#### Objective:
Please recast the material below as a numbered list, one line per item, leaving out any blank lines.

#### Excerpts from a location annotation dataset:

^^^^^^^^

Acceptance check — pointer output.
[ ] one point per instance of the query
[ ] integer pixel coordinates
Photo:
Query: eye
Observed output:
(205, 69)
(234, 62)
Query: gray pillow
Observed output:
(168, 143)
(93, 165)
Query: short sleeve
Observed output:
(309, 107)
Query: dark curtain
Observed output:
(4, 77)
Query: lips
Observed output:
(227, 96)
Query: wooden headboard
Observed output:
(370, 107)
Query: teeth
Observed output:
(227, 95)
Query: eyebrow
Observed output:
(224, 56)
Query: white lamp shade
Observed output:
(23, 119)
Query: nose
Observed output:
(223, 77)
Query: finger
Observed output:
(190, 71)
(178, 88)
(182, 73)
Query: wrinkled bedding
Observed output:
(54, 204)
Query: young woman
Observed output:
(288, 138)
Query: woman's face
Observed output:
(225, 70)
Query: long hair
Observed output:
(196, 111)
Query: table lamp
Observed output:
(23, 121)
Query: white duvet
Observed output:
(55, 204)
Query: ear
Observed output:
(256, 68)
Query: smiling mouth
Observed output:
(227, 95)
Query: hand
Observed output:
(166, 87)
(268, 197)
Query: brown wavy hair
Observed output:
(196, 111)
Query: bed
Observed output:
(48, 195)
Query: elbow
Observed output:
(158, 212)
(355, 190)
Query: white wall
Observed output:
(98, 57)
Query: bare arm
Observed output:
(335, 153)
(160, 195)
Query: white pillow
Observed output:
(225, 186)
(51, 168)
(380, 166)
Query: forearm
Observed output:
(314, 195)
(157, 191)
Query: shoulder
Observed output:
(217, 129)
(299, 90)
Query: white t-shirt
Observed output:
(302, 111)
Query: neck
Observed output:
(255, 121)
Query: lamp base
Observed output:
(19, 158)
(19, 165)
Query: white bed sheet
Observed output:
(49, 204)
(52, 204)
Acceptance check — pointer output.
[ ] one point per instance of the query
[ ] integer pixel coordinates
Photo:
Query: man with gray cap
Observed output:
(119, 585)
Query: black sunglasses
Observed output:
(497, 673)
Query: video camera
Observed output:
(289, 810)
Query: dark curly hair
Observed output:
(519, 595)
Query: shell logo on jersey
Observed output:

^^^^^^^^

#### Output of the exercise:
1. Acceptance check — pointer output.
2. [ ] one point per instance of the query
3. [ ] integer pixel coordinates
4. Photo:
5. Query: eye
6. Observed output:
7. (205, 69)
8. (234, 62)
9. Query: gray pillow
10. Observed output:
11. (168, 143)
12. (93, 165)
13. Query: short sleeve
14. Observed output:
15. (309, 107)
16. Query: dark curtain
17. Observed output:
18. (4, 77)
19. Query: lips
20. Observed output:
21. (227, 96)
22. Query: wooden headboard
23. Observed output:
24. (370, 107)
25. Query: teeth
26. Observed output:
27. (227, 95)
28. Query: eyebrow
29. Observed output:
30. (224, 56)
31. Query: white lamp shade
32. Observed output:
33. (23, 119)
34. Query: nose
35. Observed output:
36. (223, 77)
37. Query: finger
38. Observed output:
39. (190, 71)
40. (178, 88)
41. (182, 73)
42. Query: wrinkled bedding
43. Observed output:
44. (54, 204)
45. Query: young woman
46. Observed output:
47. (288, 138)
48. Query: woman's face
49. Observed output:
50. (225, 70)
51. Query: long hair
52. Observed output:
53. (196, 111)
54. Query: table lamp
55. Observed output:
56. (23, 121)
57. Query: white duvet
58. Observed output:
59. (55, 204)
60. Query: ear
61. Observed output:
62. (256, 68)
63. Query: smiling mouth
64. Observed output:
65. (227, 95)
66. Query: hand
67. Observed output:
68. (166, 87)
69. (268, 197)
70. Query: brown wavy hair
71. Observed output:
72. (196, 111)
73. Query: bed
74. Observed output:
75. (48, 195)
76. Query: elbow
77. Observed output:
78. (158, 212)
79. (355, 190)
80. Query: white wall
81. Observed output:
82. (98, 57)
83. Query: bare arm
84. Observed output:
85. (335, 153)
86. (160, 195)
87. Query: white pillow
88. Observed output:
89. (225, 186)
90. (51, 168)
91. (380, 166)
92. Query: forearm
93. Observed output:
94. (314, 195)
95. (157, 191)
96. Query: shoulder
97. Observed output:
98. (217, 129)
99. (299, 90)
100. Query: white t-shirt
101. Observed output:
102. (302, 111)
103. Query: neck
104. Observed output:
105. (255, 121)
106. Query: lamp base
107. Observed output:
108. (19, 158)
109. (19, 165)
110. Query: white bed sheet
111. Observed output:
112. (49, 204)
113. (52, 204)
114. Acceptance check — pointer output.
115. [ ] one point per instance of the query
116. [ ] integer pixel coordinates
117. Photo:
118. Query: man with gray cap
119. Observed output:
120. (119, 585)
121. Query: black sunglasses
122. Observed output:
123. (497, 673)
124. Query: video camera
125. Observed output:
126. (289, 810)
127. Query: dark curly hair
128. Observed output:
129. (519, 595)
130. Query: shell logo on jersey
131. Observed output:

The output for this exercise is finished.